#### [Request 1]
In the text on the amended AUCL, what is the maximum fine in serious cases for a company that fails to comply with corrective measures after imposing unfair conditions on SMEs?

#### [Document]
Under the previous version of the AUCL, companies were prohibited from using “technological means” to obstruct or sabotage the legitimate digital products or services provided by others. However, the amended law now clearly states that this also includes the use of data, algorithms, and platform rules to distort user choices or damage a competitor’s operations. This means companies can no longer exploit platform rules, personalized feeds, or backend algorithm design to unfairly direct traffic away from rivals.
Furthermore, businesses are forbidden from obtaining or using data legally held by other businesses through fraud, coercion, circumvention, or destruction of technical management measures. They are also forbidden from abusing platform rules and carrying out false transactions, fake reviews, or malicious return fraud against other operators, or instructing others to do so on their behalf. Such conduct, even when carried out by users at the instruction of a business, now clearly constitutes unfair competition under the amended law.
Protections for SMEs operating online
Recognizing the disproportionate pressure faced by small and medium-sized enterprises (SMEs) in platform economies, the amended AUCL has added two new articles specifically aimed at preventing abuse by dominant players. Platform operators are now expressly forbidden from using pricing rules to coerce vendors into selling below cost, a tactic often used to maintain traffic at SMEs’ expense.
Similarly, large enterprises are barred from exploiting their scale or influence—such as through delayed payments or unfair contract terms—to force SMEs into unfavorable deals. These provisions are intended to level the playing field and ensure that smaller companies can compete on fairer terms within digital ecosystems.
Where a dominant business exploits its position to impose unfair conditions on SMEs, supervisory agencies can order corrective measures, and companies that fail to comply face fines of up to RMB 1 million (US$139,559), or up to RMB 5 million (US$697,798) in serious cases.
Prohibiting changes to rewards after launch
Article 11 of the amended AUCL now prohibits changing the conditions of a reward program after it has been launched. Adding a new item to the article, it now explicitly prohibits “changing the type of rewards, redemption conditions, reward amount, or other promotional information after the activity has begun, without just cause.”
This provision aligns with Article 13 of the Interim Provisions on Regulating Promotional Activities, which requires businesses to publicly disclose all relevant reward promotion information—such as reward types, conditions for participation, reward values, and redemption procedures—prior to launch. Once published, these details must not be changed, restricted, or interfered with unless the changes are favorable to consumers.
In practice, “just cause” exemptions are interpreted narrowly, typically applying only to minor clerical errors or adjustments that clearly benefit the consumer.
Commercial defamation: “Instructing others” now explicitly included
Article 12 of the amended AUCL expands the scope of commercial defamation by explicitly prohibiting a business from instructing others to fabricate or disseminate false or misleading information about competitors.
Common scenarios that fall under this include:
- Hiring fake reviewers or reputation agencies to inflate or tarnish a product’s reputation;
- Commissioning marketing agencies to post malicious reviews or conduct reverse fake orders; and
- Multi-channel network (MCN) agencies or online influencers engaging in “reverse seeding” (intentional negative comparisons) or biased competitive advertising.

(Segmentation annotation records)
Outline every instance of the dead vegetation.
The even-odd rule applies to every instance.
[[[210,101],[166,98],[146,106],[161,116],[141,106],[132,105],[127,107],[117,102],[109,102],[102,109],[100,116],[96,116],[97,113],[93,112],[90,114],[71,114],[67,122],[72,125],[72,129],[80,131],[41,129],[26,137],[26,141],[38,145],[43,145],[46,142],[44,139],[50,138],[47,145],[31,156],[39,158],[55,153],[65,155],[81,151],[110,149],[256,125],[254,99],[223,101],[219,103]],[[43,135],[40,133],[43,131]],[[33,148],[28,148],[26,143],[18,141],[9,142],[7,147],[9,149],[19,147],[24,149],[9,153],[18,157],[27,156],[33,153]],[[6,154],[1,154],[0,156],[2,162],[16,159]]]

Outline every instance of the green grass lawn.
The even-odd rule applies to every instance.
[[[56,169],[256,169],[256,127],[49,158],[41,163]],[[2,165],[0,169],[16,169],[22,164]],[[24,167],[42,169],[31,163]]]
...
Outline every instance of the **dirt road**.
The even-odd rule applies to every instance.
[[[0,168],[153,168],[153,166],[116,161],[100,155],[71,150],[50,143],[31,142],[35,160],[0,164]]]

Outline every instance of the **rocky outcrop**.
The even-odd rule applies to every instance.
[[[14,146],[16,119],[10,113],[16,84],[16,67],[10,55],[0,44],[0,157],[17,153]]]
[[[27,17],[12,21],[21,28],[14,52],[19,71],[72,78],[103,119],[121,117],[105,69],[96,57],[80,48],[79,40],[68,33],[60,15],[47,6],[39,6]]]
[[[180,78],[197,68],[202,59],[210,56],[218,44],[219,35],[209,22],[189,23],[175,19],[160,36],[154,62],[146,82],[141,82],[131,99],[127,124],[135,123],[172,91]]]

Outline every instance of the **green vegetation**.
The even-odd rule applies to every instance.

#### [Request 2]
Filter the records down to every line that contains the word "vegetation".

#### [Written answer 1]
Up to RMB 5 million (US$697,798).

#### [Written answer 2]
Outline every instance of the dead vegetation.
Outline every instance of the **green vegetation**.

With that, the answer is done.